In Deutschland war Emra I. den Sicherheitsbehörden bislang nicht als radikaler Islamist bekannt. Nach Informationen der Polizei reiste er offenbar am Donnerstagmorgen mit dem Auto von Salzburg nach München.
Im Generalkonsulat sollte der Opfer des Terrorakts bei den Olympischen Spielen gedacht werden
Das Datum der Tat hat Symbolkraft: Genau vor 52 Jahren, am 5. September 1972, drangen palästinensische Terroristen in das israelische Mannschaftsquartier im olympischen Dorf ein und nahmen elf Menschen als Geiseln. Bei dem Versuch, die Geiseln aus den Händen ihrer Entführer zu befreien, kamen alle elf israelischen Geiseln ums Leben, auch ein Polizist starb bei dem Einsatz. Eine Gedenkveranstaltung, die an diesem Donnerstag eigentlich auf dem Fliegerhorst Fürstenfeldbruck geplant war, wurde nach der Tat abgesagt.

◆ Einträge zur Aufgabe:
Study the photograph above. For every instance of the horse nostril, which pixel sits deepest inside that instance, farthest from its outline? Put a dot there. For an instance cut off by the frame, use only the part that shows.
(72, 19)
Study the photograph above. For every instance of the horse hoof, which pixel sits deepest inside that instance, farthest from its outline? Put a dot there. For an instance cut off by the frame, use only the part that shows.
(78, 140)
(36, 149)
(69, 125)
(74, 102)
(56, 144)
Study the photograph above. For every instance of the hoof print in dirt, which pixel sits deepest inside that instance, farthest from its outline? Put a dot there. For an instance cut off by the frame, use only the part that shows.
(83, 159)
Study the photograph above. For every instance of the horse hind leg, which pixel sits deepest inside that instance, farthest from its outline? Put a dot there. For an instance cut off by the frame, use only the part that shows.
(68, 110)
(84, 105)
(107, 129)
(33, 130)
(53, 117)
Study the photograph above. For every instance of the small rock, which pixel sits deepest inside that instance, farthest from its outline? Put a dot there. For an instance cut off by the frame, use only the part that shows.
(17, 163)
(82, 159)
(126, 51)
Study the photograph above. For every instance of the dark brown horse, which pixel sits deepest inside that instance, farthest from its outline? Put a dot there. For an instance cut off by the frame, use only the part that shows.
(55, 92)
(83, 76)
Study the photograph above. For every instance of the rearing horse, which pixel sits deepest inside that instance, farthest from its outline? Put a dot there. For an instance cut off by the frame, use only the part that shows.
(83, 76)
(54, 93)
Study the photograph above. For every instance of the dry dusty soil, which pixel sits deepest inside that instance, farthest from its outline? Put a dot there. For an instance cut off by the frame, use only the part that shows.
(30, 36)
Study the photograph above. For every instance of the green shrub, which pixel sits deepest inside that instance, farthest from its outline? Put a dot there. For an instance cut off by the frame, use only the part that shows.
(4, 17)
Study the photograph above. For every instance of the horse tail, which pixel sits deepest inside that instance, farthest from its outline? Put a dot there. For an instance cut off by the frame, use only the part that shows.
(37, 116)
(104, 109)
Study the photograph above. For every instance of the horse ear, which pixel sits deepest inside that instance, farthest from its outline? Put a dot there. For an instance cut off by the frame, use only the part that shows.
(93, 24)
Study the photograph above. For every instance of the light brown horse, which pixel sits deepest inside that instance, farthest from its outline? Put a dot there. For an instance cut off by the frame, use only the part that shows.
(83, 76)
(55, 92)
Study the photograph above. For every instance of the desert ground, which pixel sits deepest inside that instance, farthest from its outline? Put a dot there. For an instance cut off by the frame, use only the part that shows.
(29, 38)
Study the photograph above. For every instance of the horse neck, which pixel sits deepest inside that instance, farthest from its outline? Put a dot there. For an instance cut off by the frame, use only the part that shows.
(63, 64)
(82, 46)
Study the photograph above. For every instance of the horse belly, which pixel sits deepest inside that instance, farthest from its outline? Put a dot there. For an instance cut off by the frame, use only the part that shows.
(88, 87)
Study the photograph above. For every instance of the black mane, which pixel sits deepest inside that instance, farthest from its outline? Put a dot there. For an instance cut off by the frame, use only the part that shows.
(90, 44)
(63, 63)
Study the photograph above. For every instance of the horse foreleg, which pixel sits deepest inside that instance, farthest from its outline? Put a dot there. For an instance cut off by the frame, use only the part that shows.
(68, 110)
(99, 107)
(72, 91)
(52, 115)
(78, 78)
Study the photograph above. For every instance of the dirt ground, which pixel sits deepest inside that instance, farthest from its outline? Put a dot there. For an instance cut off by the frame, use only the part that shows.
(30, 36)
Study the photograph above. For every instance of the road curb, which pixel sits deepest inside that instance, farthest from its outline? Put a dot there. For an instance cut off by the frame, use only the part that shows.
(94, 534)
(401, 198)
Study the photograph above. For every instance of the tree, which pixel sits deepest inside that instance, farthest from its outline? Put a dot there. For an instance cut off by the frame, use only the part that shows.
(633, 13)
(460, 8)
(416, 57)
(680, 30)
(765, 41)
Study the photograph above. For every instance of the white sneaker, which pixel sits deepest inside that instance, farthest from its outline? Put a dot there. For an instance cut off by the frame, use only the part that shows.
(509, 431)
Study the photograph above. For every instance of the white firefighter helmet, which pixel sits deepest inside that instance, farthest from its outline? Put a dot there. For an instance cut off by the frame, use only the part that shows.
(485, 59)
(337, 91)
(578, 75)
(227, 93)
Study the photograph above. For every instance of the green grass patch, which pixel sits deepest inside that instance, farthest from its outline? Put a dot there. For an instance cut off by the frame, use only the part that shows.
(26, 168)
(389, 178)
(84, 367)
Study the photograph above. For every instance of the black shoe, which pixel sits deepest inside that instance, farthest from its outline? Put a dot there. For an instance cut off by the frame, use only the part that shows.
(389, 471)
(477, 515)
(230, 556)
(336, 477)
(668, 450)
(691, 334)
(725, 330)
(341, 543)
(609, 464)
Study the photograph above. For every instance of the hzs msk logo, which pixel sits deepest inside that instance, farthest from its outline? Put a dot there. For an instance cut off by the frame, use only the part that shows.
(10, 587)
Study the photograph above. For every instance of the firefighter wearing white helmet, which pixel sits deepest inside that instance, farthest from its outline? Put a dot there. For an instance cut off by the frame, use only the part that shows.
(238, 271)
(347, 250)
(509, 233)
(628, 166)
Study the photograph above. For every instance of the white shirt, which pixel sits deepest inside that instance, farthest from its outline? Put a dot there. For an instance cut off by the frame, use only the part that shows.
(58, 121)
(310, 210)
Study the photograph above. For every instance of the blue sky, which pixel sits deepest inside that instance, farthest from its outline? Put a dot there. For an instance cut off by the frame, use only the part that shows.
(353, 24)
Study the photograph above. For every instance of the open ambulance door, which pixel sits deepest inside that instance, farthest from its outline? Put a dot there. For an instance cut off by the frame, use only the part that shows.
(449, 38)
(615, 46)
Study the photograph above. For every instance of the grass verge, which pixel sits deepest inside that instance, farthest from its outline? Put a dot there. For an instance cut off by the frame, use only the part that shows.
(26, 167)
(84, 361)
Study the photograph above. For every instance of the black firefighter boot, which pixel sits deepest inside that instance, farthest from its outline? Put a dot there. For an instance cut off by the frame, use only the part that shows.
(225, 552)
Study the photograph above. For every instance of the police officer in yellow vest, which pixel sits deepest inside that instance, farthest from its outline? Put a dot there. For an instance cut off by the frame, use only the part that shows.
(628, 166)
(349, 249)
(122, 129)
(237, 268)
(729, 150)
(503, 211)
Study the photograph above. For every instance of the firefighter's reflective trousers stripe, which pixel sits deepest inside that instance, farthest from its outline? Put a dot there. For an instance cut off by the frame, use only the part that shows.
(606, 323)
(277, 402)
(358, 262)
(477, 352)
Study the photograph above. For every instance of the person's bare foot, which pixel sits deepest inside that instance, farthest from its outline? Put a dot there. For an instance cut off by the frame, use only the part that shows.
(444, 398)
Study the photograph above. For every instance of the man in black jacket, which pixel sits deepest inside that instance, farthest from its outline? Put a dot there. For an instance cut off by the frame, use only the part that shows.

◆ Die Aufgabenstellung:
**a.** Wandle die Einträge von der Zeile mit „Study the photograph above. For every instance of the person's“ bis zum Ende der Einträge in eine Markdown-Tabelle mit den Spalten „Nr.“ und „Eintrag“ um. Leere Zeilen fallen weg.
**b.** Führe den Bericht über die Tat in München weiter.
Text und Einträge sind voneinander unabhängiges Material.

◆ Ergebnisse der Aufgaben:
**a.**
| Nr. | Eintrag |
|---|---|
| 1 | Study the photograph above. For every instance of the person's bare foot, which pixel sits deepest inside that instance, farthest from its outline? Put a dot there. For an instance cut off by the frame, use only the part that shows. |
| 2 | (444, 398) |
| 3 | Study the photograph above. For every instance of the man in black jacket, which pixel sits deepest inside that instance, farthest from its outline? Put a dot there. For an instance cut off by the frame, use only the part that shows. |

**b.**
Sie sei „unendlich erleichtert“, sagte die Leiterin des israelischen Generalkonsulats in München, Talya Lador-Fresher, der SZ: „Wir hatten heute sehr viel Glück. Das Generalkonsulat war geschlossen, weil wir den Gedenktag zu 52 Jahre Terrorakt auf die Olympischen Spiele begehen wollten. Keiner von meinen Mitarbeiterinnen und Mitarbeitern wurde verletzt.“ Gleichzeitig sei sie von der Tat nicht überrascht gewesen: „Am Anfang gibt es Worte. Und danach Taten. Dieses Ereignis zeigt, wie gefährlich der Anstieg des Antisemitismus ist.“
Bayerns Ministerpräsident Markus Söder (CSU) nannte diesen Donnerstag einen „schlimmen Tag mit einem am Ende glimpflichen Ausgang“, weil durch das schnelle Handeln der Polizei niemand sonst zu Schaden gekommen sei. „Es bleibt ein Warnsignal an uns alle: Es kann jeden Tag etwas passieren“, sagte Söder. Für jüdische Einrichtungen in Bayern gab er ein „Schutzversprechen“ ab: dass man jeden Angreifer „bekämpfen, stellen und ausschalten“ werde.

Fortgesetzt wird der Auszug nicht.